## PROBLEM DESCRIPTION
Reproduce the line that contains "of the teal" and every line after it through the end of the records, exactly, with nothing added.
....................
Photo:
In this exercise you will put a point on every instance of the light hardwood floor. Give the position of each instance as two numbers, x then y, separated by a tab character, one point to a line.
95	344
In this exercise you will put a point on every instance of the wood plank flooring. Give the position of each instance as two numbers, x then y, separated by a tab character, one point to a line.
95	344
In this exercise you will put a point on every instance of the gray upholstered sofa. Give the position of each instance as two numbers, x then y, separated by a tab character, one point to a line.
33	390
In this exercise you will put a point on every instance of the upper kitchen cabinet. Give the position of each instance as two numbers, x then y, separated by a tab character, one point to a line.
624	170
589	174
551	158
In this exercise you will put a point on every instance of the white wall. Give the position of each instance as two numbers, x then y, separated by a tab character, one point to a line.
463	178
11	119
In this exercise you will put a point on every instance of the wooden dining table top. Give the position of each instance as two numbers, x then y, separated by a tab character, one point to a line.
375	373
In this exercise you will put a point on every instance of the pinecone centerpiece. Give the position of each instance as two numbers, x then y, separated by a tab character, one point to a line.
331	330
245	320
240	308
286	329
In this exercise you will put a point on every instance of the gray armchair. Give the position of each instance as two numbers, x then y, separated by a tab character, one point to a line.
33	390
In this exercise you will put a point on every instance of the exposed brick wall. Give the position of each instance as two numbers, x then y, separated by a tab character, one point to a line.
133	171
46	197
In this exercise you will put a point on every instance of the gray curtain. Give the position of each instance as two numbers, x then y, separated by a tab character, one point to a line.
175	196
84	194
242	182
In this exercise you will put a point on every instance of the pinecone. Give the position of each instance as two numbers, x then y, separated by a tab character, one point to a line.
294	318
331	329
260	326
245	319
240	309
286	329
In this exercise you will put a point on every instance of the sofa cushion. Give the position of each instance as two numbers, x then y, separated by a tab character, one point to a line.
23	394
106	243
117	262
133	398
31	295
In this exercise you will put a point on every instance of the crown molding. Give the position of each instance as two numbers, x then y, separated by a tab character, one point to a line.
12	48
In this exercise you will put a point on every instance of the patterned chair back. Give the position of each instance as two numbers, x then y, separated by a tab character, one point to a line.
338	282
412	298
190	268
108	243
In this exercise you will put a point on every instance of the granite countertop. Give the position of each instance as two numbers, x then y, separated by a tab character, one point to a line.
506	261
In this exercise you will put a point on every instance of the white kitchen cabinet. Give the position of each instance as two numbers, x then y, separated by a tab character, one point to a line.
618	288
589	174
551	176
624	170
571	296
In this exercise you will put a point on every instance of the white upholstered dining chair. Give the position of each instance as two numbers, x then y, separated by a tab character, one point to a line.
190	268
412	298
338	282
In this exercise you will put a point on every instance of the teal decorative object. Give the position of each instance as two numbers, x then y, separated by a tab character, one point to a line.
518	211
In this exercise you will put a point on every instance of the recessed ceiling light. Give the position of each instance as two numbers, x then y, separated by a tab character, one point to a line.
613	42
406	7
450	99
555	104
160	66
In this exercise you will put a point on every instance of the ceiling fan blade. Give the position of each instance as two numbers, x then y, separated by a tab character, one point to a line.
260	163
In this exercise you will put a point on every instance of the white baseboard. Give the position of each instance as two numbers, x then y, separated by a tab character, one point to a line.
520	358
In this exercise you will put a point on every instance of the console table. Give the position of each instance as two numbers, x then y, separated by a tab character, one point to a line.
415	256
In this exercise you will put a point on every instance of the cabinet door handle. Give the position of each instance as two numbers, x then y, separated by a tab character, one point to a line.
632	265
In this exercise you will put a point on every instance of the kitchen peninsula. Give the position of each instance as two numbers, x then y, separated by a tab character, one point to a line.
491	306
....................
## ANSWER TO THE EXERCISE
In this exercise you will put a point on every instance of the teal decorative object. Give the position of each instance as two numbers, x then y, separated by a tab character, one point to a line.
518	211
In this exercise you will put a point on every instance of the recessed ceiling light. Give the position of each instance as two numbers, x then y, separated by a tab character, one point to a line.
613	42
406	7
450	99
555	104
160	66
In this exercise you will put a point on every instance of the ceiling fan blade. Give the position of each instance as two numbers, x then y, separated by a tab character, one point to a line.
260	163
In this exercise you will put a point on every instance of the white baseboard. Give the position of each instance as two numbers, x then y, separated by a tab character, one point to a line.
520	358
In this exercise you will put a point on every instance of the console table. Give the position of each instance as two numbers, x then y, separated by a tab character, one point to a line.
415	256
In this exercise you will put a point on every instance of the cabinet door handle. Give the position of each instance as two numbers, x then y, separated by a tab character, one point to a line.
632	265
In this exercise you will put a point on every instance of the kitchen peninsula. Give the position of each instance as two numbers, x then y, separated by a tab character, one point to a line.
491	306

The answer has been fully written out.